** Start of DATA FOR PROCESSING **

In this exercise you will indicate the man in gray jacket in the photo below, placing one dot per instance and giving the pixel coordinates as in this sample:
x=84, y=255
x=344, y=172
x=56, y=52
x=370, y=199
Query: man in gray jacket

** End of DATA FOR PROCESSING **

(EXERCISE TASK) Copy the records above, replacing every "gray jacket" with "black coat" and leaving everything else unchanged.

(RESULT)
In this exercise you will indicate the man in black coat in the photo below, placing one dot per instance and giving the pixel coordinates as in this sample:
x=84, y=255
x=344, y=172
x=56, y=52
x=370, y=199
Query: man in black coat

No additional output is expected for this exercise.